====== DATA FOR THE TASK ======
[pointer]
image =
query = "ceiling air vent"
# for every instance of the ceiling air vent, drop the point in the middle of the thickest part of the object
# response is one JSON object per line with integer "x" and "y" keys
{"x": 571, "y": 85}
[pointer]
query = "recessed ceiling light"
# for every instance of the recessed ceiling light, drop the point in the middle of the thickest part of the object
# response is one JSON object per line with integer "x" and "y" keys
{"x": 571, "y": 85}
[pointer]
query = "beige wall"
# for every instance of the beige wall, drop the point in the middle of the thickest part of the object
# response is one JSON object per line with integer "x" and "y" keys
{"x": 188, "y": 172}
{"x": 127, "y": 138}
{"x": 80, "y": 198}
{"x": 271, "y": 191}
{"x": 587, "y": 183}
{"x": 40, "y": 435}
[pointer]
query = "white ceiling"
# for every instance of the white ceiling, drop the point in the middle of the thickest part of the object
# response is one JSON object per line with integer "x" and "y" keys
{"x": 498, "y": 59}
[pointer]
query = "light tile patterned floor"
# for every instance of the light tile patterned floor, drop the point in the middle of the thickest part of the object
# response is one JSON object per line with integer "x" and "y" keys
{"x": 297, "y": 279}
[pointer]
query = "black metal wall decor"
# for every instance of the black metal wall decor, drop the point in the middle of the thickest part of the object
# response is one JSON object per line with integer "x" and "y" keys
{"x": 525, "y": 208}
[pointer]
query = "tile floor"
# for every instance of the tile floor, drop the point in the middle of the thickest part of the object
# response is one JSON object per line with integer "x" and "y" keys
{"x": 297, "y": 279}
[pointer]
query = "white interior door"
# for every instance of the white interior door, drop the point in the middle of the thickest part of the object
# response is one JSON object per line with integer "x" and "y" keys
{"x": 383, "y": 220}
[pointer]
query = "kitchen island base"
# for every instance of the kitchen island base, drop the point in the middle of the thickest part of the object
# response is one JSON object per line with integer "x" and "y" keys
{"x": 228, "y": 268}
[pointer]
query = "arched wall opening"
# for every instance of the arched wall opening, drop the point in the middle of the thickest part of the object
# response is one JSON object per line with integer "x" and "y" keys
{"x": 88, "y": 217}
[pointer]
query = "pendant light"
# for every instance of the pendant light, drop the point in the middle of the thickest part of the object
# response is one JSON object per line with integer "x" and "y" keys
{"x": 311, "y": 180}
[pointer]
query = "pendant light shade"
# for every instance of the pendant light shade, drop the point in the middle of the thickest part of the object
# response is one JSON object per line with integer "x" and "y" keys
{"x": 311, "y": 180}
======
■ AIM OF THE TASK ■
Print the listing in full, exactly as given.

■ RESPONSE ■
[pointer]
image =
query = "ceiling air vent"
# for every instance of the ceiling air vent, drop the point in the middle of the thickest part of the object
# response is one JSON object per line with integer "x" and "y" keys
{"x": 571, "y": 85}
[pointer]
query = "recessed ceiling light"
# for every instance of the recessed ceiling light, drop the point in the middle of the thickest part of the object
# response is one JSON object per line with integer "x" and "y" keys
{"x": 571, "y": 85}
[pointer]
query = "beige wall"
# for every instance of the beige wall, drop the point in the middle of the thickest part of the object
# response is one JSON object per line with integer "x" and "y" keys
{"x": 188, "y": 172}
{"x": 127, "y": 138}
{"x": 80, "y": 198}
{"x": 271, "y": 191}
{"x": 587, "y": 183}
{"x": 40, "y": 435}
[pointer]
query = "white ceiling"
# for every instance of the white ceiling, drop the point in the middle of the thickest part of the object
# response is one JSON object per line with integer "x" and "y" keys
{"x": 498, "y": 59}
[pointer]
query = "light tile patterned floor"
# for every instance of the light tile patterned floor, drop the point in the middle of the thickest part of the object
# response is one JSON object per line with integer "x" and "y" keys
{"x": 297, "y": 279}
[pointer]
query = "black metal wall decor"
# for every instance of the black metal wall decor, drop the point in the middle of the thickest part of the object
# response is one JSON object per line with integer "x" and "y" keys
{"x": 525, "y": 208}
[pointer]
query = "tile floor"
# for every instance of the tile floor, drop the point in the middle of the thickest part of the object
# response is one JSON object per line with integer "x" and "y" keys
{"x": 297, "y": 279}
[pointer]
query = "white interior door"
# for every instance of the white interior door, drop the point in the middle of the thickest part of the object
# response is one JSON object per line with integer "x" and "y" keys
{"x": 383, "y": 220}
[pointer]
query = "kitchen island base"
# for every instance of the kitchen island base, drop the point in the middle of the thickest part of the object
# response is one JSON object per line with integer "x" and "y" keys
{"x": 228, "y": 268}
[pointer]
query = "arched wall opening"
# for every instance of the arched wall opening, drop the point in the middle of the thickest part of the object
# response is one JSON object per line with integer "x" and "y" keys
{"x": 88, "y": 217}
[pointer]
query = "pendant light"
# for every instance of the pendant light, drop the point in the middle of the thickest part of the object
# response is one JSON object per line with integer "x" and "y" keys
{"x": 311, "y": 180}
[pointer]
query = "pendant light shade"
# for every instance of the pendant light shade, drop the point in the middle of the thickest part of the object
# response is one JSON object per line with integer "x" and "y" keys
{"x": 311, "y": 180}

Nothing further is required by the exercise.